→ **Acciones requeridas**:
1. Enumera los objetos punzantes que el texto sobre juegos de infancia menciona como instrumental para jugar al pincho.
2. Según el texto sobre juegos de infancia, ¿qué condición debía cumplir el suelo terrizo para poder jugar al pincho?
3. Prosigue el texto sobre juegos de infancia a partir de su última oración.

→ **Texto de la página**:
● ● ● ●
Con los zancos se jugaba de diversas maneras: hacer carreras; señalizar un circuito plagado de dificultades e intentar recorrerlo y, como es de suponer, en el momento que perdías el equilibrio y ponías un pie en suelo quedabas eliminado; chutar una pelota… Aunque lo habitual era que los niños de la misma calle, montados en ellos, se diesen un garbeo por el pueblo. A la vuelta, siempre había alguien que regresaba sin ellos, ya que se habían deteriorado por el camino. Cuando esto sucedía se tiraba la lata, pero se recuperaba la cuerda para reutilizarla en otro menester. No, en aquellos tiempos los niños no sabíamos nada de ecología ni reciclaje, los maestros nos calentaban la cabeza con asuntos de otra índole. Nuestro instinto recuperador estaba motivado por lo difícil que era hacerse con un pedazo de guita, al que podía sacársele mucho juego y, como es de suponer, había que conservarla y reutilizar mientras fuese posible.
EL PINCHO. Este juego estaba condicionado por el tiempo que hiciera, debido a ello solo se practicaba en determinadas épocas del año. Exigía como requisito imprescindible que el suelo terrizo donde se jugaba estuviese blando y para ello se necesitaba que hubiese llovido. Como instrumental se utilizaba algún objeto punzante (un clavo grande, la hoja de una navaja, una lezna, una lima, un destornillador…) que era un instrumento personal e intransferible: jamás se prestaba a nadie. Cuanto más afilada tenían la punta mejor se hincaban y para ello utilizábamos un asperón, le echábamos una salivilla y pasábamos el objeto punzante cientos de veces sobre él para amolarlo. Los niños de mi calle solíamos jugar al pincho frente a mi casa, junto a las tapias de la vivienda de María Felisa, donde ahora se encuentra el “Hogar del Jubilado”.
● ● ● ●
→ **Datos proporcionados**:
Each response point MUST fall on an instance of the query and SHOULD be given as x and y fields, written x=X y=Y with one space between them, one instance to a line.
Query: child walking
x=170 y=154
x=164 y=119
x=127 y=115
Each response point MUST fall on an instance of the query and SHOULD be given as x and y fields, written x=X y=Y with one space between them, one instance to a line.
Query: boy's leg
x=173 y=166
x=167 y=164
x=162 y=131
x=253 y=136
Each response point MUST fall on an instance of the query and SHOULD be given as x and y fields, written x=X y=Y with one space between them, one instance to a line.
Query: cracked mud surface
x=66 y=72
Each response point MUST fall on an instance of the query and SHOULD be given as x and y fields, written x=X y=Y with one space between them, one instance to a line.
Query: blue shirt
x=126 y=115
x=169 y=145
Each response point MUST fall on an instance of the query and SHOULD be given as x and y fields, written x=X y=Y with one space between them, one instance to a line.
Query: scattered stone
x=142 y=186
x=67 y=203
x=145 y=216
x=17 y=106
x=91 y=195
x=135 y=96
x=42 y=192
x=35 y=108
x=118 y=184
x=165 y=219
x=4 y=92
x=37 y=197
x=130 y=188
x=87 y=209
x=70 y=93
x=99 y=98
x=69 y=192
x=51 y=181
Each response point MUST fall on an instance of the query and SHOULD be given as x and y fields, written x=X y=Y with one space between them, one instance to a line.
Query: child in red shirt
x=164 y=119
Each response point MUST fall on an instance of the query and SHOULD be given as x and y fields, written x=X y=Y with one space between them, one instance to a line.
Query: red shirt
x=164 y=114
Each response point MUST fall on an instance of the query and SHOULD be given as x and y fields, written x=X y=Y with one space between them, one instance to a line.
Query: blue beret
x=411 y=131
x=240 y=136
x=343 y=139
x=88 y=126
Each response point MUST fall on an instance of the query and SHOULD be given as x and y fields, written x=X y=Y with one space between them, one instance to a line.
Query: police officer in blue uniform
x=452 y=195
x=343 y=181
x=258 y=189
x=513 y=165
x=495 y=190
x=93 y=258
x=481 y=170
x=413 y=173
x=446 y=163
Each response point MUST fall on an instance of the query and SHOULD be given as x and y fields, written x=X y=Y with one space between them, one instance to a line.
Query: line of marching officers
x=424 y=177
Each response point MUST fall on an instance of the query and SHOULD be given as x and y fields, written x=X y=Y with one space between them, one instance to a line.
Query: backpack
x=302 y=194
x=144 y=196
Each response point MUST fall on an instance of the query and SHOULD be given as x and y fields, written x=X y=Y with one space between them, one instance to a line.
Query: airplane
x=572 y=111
● ● ● ●
→ **Respuestas del ejercicio**:
1. Un clavo grande, la hoja de una navaja, una lezna, una lima y un destornillador.

2. Tenía que estar blando, y para ello hacía falta que hubiese llovido.

3.
Habitualmente se concertaban enfrentamientos entre dos contrincantes, quedando eliminado el perdedor que cedía su lugar a otro jugador. Se marcaba en el terreno un rectángulo de dimensiones variables que se dividía en dos trozos iguales. En cada parte se situaba un jugador. Para ver quién comenzaba el juego se utilizaba algunas de las formas expuestas con anterioridad. El ganador siempre elegía comenzar y el perdedor campo. El jugador situado en el interior de su territorio, lanzaba el objeto punzante hacia el terreno enemigo tratando de clavarlo. Si lo conseguía, trazaba una línea recta tomando como referencia el lugar donde había clavado el pincho, pasando este terreno a ser propiedad del tirador, que con la suela del zapato borraba la marca anterior. Volvía a lanzar el pincho ininterrumpidamente mientras lo iba clavando, pero en el momento que fallaba perdía el turno, comenzando a lanzar el otro jugador. El juego finalizaba cuando a uno de los contendientes no le quedaba terreno donde apoyar, al menos, un pie para seguir jugando, y perdía. A veces, en la puerta de Maria Felisa se podían jugar cuatro o cinco partidas simultáneas. Nuestros progenitores, siempre que jugábamos al pincho nos prevenían para que tuviésemos mucho cuidado ya que podía resultar peligroso pero, afortunadamente, nunca presencié ni tuve conocimiento de ningún percance.
El pincho lo practicaban tanto los niños como las niñas; pero en muy raras ocasiones se jugaba una partida mixta. Entre las niñas había magnificas jugadoras como Pepa de “La Carmona”, Reme de “La Gazpacha” Loli de “La Eroma”, Mari de “La Zafra” y mi hermana María Dolores.
CONTINUARÁ...
P.D.: Es posible que algunos de los juegos descritos contengan variantes que difieran de cómo se jugaban en Periana. De ser así, tiene como justificación que también los practiqué en Málaga.